Records contained in a dataset
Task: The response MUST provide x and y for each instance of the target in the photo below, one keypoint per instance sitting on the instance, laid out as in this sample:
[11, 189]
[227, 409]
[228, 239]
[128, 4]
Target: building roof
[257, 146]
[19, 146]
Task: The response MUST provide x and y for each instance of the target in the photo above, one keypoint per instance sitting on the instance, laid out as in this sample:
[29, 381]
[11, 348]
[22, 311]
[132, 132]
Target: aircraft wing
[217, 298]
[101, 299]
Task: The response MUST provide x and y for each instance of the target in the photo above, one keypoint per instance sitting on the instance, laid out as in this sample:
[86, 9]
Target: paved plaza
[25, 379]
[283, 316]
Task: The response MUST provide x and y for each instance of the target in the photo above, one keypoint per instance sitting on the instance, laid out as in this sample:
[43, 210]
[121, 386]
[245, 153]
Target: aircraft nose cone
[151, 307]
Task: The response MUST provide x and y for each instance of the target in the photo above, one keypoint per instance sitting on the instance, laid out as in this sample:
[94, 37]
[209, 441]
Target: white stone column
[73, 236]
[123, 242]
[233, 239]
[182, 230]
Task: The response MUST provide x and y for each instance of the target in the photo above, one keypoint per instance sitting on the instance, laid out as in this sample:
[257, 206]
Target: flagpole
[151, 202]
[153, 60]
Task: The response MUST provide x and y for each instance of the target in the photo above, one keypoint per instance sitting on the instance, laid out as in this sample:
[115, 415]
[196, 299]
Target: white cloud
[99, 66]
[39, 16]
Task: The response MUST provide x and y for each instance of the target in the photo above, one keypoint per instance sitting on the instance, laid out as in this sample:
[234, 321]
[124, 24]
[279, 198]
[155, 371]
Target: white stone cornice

Exercise aim
Begin with the line containing "Target: aircraft nose cone" and repeat each line exactly until the records above end.

Your solution
Target: aircraft nose cone
[151, 307]
Task: The response MUST provide x and y for each instance of the target in the photo above, one keypoint per instance sitting on the instance, laid out as in this sample:
[94, 37]
[209, 441]
Target: white stone column
[73, 236]
[123, 242]
[233, 239]
[182, 230]
Task: The response MUST provide x and y for each instance of the target in the photo above, one keypoint per instance sitting on the instance, laid out as in this sample:
[257, 206]
Target: flagpole
[151, 202]
[153, 60]
Task: The response MUST provide x and y for each instance of the target in the photo above, one keypoint per instance sitting on the instance, laid out as in this sample:
[115, 415]
[196, 299]
Target: white cloud
[99, 66]
[39, 16]
Task: The response MUST provide x and y for each instance of the target in the photo above, one keypoint per instance sitting on the instance, laid out as in this sample:
[234, 321]
[124, 24]
[279, 198]
[155, 371]
Target: white stone cornice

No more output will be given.